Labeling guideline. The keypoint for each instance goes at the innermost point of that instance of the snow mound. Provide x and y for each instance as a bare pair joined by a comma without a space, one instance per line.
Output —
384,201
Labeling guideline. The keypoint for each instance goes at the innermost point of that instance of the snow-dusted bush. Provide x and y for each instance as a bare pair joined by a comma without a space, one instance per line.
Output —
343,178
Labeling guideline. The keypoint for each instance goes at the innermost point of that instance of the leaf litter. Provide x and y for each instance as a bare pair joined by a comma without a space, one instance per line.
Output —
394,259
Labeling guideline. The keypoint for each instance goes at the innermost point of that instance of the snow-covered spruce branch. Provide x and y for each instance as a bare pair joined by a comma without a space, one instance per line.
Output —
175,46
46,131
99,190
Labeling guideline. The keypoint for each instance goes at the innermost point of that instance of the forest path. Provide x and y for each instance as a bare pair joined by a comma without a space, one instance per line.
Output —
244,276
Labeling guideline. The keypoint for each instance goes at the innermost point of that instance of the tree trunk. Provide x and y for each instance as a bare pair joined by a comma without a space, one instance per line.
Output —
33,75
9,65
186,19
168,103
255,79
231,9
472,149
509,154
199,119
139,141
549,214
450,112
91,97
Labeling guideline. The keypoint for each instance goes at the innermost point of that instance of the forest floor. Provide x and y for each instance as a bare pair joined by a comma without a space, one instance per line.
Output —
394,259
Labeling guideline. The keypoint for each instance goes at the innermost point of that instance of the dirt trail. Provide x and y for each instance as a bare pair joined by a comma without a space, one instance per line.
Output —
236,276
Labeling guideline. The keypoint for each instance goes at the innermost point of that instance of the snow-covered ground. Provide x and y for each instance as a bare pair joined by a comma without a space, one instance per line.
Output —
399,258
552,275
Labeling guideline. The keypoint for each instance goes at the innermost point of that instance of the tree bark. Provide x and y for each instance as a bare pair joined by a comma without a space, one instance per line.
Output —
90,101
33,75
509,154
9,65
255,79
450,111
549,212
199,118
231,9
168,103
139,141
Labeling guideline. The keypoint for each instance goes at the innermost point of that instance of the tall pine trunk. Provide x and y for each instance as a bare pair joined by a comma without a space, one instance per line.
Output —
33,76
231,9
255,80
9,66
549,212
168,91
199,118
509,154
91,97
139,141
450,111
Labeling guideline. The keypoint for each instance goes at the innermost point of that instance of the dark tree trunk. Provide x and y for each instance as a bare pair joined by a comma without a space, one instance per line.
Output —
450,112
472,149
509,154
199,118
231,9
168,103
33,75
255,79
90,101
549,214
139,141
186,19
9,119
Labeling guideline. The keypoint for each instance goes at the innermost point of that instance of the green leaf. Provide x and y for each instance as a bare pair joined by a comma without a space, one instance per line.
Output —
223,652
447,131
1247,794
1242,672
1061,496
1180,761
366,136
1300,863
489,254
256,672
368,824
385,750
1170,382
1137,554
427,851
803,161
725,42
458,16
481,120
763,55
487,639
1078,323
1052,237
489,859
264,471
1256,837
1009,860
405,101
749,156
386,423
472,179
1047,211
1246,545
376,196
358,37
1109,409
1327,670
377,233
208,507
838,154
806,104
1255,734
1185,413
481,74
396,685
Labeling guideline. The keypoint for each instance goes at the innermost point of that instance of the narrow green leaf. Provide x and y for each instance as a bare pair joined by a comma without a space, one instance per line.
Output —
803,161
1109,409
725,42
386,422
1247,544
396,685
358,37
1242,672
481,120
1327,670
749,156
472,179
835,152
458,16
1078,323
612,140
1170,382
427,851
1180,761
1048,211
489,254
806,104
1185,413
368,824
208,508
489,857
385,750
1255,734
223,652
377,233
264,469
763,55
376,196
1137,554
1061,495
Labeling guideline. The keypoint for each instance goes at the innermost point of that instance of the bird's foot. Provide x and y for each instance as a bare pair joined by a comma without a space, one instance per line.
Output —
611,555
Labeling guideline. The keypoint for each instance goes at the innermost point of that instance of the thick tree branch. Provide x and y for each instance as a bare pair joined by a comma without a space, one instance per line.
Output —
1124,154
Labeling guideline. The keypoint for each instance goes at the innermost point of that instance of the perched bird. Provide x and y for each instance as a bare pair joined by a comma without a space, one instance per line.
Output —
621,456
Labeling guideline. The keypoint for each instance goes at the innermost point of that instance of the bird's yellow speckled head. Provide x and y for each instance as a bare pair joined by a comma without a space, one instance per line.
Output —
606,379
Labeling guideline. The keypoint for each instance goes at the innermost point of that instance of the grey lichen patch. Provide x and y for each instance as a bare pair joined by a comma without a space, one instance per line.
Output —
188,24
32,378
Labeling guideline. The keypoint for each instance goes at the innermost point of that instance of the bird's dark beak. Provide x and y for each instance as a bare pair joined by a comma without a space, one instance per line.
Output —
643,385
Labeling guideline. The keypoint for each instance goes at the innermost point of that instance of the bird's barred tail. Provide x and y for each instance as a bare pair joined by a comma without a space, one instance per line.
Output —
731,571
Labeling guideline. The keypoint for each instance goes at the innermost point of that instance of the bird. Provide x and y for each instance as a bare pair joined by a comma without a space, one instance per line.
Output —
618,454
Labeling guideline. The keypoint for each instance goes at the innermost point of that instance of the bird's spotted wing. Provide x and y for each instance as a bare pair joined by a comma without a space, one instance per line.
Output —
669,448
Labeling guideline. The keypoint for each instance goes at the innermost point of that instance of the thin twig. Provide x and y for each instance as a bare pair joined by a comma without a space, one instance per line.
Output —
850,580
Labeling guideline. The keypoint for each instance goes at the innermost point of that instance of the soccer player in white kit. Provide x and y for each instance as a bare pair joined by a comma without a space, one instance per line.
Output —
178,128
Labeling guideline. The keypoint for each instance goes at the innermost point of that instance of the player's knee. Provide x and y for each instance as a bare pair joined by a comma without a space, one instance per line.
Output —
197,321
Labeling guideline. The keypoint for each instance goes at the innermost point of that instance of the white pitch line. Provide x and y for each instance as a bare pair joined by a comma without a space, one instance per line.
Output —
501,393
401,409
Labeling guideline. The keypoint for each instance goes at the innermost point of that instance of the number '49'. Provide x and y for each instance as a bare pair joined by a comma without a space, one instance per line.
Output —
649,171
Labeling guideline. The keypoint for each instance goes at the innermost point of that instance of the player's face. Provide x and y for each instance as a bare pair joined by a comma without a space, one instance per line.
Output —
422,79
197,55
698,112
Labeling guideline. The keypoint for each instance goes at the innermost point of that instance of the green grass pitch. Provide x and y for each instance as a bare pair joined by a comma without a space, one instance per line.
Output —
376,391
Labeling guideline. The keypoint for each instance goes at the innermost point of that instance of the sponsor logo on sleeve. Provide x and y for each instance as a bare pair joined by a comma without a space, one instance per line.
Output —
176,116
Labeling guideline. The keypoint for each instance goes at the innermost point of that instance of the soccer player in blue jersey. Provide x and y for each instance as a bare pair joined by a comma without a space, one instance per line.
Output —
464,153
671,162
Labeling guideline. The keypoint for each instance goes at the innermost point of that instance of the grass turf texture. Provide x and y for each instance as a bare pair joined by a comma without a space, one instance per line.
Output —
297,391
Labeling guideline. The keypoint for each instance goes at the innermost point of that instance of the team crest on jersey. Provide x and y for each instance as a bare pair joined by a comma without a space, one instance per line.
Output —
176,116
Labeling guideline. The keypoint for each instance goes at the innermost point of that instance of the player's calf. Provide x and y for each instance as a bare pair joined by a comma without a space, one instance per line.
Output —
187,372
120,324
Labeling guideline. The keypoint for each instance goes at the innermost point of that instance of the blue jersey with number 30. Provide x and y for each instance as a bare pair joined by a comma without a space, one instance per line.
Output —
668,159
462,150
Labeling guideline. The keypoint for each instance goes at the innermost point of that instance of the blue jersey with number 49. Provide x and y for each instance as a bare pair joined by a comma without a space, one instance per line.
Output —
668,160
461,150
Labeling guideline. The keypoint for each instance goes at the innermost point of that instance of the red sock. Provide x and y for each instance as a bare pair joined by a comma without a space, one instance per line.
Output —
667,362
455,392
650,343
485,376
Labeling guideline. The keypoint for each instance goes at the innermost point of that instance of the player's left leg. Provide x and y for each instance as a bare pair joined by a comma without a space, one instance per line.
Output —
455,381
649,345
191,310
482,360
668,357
________________
TO DO:
Write out again, exactly, the lines from the one holding "the player's calf." through the end of the listing, with both ends included.

RESULT OF THIS TASK:
Labeling guideline. The keypoint for each instance goes at the innermost point of that instance of the player's calf. Provide x and y for each instance as a bare pair joined by a comma without a space, one instance per line.
Output —
187,372
120,324
Labeling guideline. The keypoint for each instance goes at the innermost point of that instance of the blue jersey with number 30. Provide x and y for each instance as a bare pair joined by a comma without a space, one instance per line.
Output —
668,159
462,150
Labeling guideline. The keypoint for each instance goes at the innermost point of that instance of the blue jersey with number 49. Provide x and y for each instance as a bare pair joined by a comma without a space, one instance per line.
Output —
668,160
461,150
Labeling guideline. The keypoint for each instance goes at the innermost point of that instance of the red sock. Provide x and y for each instance as a bare pair joined by a comma without a space, one instance per line.
Output —
667,362
455,392
650,343
485,376
Labeling guideline. The keypoint for each instance goes at the innermost point of that instance of the player's left leg. Provide x and y for each instance as a bare pair joined by a comma without a space, one instance per line.
Output —
455,381
649,345
191,310
482,360
668,357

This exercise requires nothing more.